Records to use>
----------------
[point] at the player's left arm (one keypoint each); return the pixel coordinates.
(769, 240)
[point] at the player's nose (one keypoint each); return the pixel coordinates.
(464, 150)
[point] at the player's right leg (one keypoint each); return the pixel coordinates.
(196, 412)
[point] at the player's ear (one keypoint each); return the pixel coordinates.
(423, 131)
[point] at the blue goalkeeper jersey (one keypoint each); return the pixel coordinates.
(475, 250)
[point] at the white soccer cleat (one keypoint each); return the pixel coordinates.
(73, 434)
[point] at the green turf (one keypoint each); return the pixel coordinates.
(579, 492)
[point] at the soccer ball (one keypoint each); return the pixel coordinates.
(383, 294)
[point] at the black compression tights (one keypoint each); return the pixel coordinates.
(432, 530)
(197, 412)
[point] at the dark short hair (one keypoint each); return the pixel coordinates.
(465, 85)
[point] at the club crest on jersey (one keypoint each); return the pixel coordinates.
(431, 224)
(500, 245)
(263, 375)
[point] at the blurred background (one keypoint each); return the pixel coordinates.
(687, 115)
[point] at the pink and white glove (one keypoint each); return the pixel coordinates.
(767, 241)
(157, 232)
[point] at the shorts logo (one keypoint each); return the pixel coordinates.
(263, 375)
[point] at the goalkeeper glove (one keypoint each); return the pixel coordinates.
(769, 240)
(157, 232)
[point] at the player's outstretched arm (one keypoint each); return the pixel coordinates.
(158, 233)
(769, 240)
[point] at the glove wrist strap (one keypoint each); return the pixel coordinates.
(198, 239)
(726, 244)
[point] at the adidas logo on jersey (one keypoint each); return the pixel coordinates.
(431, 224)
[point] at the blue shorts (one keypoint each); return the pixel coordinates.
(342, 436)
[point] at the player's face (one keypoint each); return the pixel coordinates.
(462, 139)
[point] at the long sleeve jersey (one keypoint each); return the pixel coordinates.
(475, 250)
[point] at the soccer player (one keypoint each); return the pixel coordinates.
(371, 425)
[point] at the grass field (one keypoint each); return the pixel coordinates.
----------------
Exercise> Extract every record. Keep wording exact.

Solution for this exercise>
[point] at the player's left arm (one keypoint each); return the pixel coordinates.
(769, 240)
[point] at the player's nose (one keypoint each); return the pixel coordinates.
(464, 150)
[point] at the player's right leg (one keypoint each); return the pixel coordinates.
(196, 412)
[point] at the player's ear (one keypoint each); return the pixel coordinates.
(423, 131)
[point] at the blue goalkeeper jersey (one keypoint each); return the pixel coordinates.
(475, 250)
[point] at the white soccer cleat (one keypoint each); return the pixel coordinates.
(73, 434)
[point] at the green turf (one keypoint each); return the pixel coordinates.
(579, 492)
[point] at the soccer ball (one keypoint each); return the pixel coordinates.
(383, 294)
[point] at the black compression tights (one keypoint each); return the pixel coordinates.
(432, 530)
(197, 412)
[point] at the dark short hair (one keypoint each); return the pixel coordinates.
(465, 85)
[point] at the club crest on jersey (one keypoint each); return the pixel coordinates.
(431, 224)
(500, 245)
(263, 375)
[point] at the blurred background (one keypoint each); return the pixel coordinates.
(687, 115)
[point] at the pink and white glove (one keypoint each); return the pixel coordinates.
(767, 241)
(157, 232)
[point] at the shorts logo (one keypoint each); return the pixel coordinates.
(263, 375)
[point] at the goalkeeper glove (one keypoint each); return the pixel coordinates.
(769, 240)
(157, 232)
[point] at the player's outstretched arm (one keypoint each); return the pixel coordinates.
(158, 233)
(769, 240)
[point] at the glove wrist strap (one keypoint each); return the pixel coordinates.
(198, 239)
(726, 244)
[point] at the adidas logo on jersey (one keypoint each); return the pixel coordinates.
(431, 224)
[point] at the blue shorts (one keypoint each); return the pixel coordinates.
(342, 436)
[point] at the player's face (one keypoint each); return the pixel coordinates.
(462, 139)
[point] at the long sleeve jersey (one keypoint each); return the pixel coordinates.
(475, 250)
[point] at the soccer player (one keypoint each); return the pixel coordinates.
(371, 425)
[point] at the grass field (one keypoint each); return the pixel coordinates.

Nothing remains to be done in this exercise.